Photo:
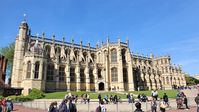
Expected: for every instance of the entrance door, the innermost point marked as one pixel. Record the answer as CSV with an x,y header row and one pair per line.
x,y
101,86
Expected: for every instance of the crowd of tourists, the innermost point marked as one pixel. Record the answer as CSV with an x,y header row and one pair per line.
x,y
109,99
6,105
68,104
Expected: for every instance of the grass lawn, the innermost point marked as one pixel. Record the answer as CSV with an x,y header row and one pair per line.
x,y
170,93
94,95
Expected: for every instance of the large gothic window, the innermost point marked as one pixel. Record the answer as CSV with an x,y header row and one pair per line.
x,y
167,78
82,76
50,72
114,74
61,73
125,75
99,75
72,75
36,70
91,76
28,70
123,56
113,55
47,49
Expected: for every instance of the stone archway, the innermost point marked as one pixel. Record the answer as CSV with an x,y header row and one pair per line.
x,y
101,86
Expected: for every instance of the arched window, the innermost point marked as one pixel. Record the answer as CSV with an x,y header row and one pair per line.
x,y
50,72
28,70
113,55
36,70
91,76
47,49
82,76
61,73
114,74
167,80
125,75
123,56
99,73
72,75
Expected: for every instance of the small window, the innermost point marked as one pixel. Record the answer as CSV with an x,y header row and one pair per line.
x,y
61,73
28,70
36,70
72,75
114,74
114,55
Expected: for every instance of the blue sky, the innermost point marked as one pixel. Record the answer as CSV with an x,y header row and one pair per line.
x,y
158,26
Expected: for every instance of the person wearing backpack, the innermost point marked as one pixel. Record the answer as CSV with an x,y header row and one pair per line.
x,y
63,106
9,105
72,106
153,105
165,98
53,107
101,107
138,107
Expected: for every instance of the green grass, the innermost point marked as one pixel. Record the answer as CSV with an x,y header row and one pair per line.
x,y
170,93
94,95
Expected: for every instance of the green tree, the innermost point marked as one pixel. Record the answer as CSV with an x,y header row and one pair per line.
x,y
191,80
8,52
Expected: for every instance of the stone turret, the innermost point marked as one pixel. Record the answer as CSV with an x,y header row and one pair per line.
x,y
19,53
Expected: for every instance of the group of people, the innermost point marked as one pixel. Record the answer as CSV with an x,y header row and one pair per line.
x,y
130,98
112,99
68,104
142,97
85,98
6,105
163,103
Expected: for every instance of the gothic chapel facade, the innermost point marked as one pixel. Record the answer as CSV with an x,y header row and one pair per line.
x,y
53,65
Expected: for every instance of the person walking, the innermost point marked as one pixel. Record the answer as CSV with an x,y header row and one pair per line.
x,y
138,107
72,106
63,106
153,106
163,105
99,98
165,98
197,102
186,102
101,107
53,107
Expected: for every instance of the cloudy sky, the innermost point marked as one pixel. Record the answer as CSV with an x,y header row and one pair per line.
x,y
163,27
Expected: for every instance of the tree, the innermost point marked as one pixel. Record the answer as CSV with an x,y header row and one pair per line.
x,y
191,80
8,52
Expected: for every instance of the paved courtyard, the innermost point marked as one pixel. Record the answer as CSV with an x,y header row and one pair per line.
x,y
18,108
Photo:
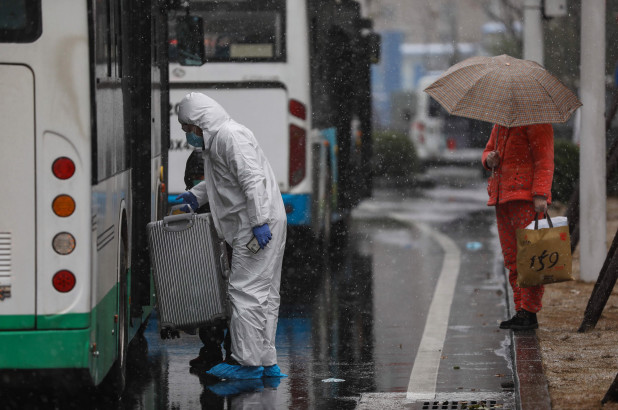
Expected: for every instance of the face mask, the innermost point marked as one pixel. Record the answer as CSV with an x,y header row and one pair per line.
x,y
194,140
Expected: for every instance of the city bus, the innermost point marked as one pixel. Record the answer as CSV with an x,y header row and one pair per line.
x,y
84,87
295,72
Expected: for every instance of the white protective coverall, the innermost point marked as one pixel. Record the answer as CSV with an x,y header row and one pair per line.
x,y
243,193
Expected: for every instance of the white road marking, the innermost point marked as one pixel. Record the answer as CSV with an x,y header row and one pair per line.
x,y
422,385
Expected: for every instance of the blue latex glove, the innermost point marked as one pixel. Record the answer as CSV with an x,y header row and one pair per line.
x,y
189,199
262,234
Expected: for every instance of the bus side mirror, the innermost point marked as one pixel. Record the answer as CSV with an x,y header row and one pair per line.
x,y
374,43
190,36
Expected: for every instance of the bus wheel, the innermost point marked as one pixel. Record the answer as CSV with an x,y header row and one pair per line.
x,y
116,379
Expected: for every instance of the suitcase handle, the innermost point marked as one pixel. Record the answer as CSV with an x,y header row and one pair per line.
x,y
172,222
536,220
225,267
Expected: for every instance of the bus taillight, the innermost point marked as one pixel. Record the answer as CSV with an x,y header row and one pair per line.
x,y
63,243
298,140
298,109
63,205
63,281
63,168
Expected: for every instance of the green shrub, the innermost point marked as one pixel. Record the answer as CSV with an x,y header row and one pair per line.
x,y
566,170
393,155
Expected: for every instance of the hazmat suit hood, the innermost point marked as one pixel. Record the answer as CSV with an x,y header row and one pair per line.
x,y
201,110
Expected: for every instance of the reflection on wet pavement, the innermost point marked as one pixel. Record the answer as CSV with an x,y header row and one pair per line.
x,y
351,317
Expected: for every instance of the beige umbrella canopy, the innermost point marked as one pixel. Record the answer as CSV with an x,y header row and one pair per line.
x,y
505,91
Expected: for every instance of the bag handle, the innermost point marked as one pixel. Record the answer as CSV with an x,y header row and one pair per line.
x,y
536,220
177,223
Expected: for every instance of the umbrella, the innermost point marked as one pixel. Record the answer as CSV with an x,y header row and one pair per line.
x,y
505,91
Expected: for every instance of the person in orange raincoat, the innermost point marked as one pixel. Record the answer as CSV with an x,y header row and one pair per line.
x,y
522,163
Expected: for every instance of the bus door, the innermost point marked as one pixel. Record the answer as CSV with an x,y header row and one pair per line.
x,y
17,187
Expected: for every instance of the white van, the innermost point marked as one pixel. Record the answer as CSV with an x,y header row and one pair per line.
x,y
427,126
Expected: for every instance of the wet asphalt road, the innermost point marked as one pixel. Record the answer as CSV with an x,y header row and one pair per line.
= = =
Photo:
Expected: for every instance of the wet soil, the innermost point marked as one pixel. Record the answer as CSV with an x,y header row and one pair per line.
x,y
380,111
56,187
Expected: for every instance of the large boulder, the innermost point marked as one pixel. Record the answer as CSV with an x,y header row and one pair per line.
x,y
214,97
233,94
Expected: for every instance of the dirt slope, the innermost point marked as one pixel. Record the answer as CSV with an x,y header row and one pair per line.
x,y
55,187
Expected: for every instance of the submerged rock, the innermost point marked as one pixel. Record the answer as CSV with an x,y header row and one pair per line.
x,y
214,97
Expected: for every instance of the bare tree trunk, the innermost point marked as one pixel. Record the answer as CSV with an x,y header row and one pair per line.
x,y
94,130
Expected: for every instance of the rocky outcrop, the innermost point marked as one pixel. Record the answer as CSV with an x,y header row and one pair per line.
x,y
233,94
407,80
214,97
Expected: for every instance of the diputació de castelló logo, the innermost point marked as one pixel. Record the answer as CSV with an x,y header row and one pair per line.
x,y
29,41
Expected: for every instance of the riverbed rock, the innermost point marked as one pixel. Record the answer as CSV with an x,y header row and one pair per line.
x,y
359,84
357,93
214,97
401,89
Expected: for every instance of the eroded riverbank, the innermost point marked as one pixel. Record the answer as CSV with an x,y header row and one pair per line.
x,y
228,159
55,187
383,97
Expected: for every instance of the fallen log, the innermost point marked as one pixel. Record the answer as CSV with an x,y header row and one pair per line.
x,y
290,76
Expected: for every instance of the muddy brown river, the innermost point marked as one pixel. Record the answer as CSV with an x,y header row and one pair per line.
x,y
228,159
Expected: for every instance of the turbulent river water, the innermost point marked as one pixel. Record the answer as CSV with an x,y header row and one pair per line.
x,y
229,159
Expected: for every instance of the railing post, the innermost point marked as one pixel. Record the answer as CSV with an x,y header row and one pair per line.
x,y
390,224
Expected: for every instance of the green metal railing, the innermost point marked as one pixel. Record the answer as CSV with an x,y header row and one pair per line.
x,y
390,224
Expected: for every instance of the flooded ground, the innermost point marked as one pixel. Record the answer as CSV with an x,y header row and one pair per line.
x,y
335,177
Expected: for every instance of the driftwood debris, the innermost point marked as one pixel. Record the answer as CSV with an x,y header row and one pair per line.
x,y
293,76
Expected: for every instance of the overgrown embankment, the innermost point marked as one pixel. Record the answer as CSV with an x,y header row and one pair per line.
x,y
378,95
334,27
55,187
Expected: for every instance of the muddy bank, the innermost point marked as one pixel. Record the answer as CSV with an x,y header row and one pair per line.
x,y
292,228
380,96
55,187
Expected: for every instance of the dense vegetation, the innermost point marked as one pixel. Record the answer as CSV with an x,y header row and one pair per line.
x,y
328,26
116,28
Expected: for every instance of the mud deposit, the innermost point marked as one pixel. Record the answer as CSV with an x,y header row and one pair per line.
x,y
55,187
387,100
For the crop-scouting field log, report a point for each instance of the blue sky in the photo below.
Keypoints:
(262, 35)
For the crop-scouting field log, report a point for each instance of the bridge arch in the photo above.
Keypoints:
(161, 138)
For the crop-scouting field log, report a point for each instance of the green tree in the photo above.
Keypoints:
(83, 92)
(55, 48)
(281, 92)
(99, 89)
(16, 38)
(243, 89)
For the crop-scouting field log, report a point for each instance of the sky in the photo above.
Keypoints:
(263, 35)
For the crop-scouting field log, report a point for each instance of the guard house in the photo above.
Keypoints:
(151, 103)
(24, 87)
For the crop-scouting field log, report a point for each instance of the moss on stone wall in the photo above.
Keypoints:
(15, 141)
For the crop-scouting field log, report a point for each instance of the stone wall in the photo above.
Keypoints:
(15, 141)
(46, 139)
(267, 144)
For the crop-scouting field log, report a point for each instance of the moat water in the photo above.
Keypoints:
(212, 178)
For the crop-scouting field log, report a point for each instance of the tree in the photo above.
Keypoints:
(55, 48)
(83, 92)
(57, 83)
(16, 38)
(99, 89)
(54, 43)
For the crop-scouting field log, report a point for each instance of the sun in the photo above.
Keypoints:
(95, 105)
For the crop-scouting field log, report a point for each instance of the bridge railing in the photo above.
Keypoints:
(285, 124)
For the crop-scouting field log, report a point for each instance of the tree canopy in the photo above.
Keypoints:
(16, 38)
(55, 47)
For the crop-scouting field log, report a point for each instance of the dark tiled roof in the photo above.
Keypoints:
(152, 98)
= = =
PROMPT: Search the records for the string "wall", and copy every line that holds it.

SOLUTION TO THIS TASK:
For the crop-scouting field log, report a point for each instance of the moss on stone wall in the photo above.
For the crop-scouting field log, report a point for each instance of the stone wall in the photo above.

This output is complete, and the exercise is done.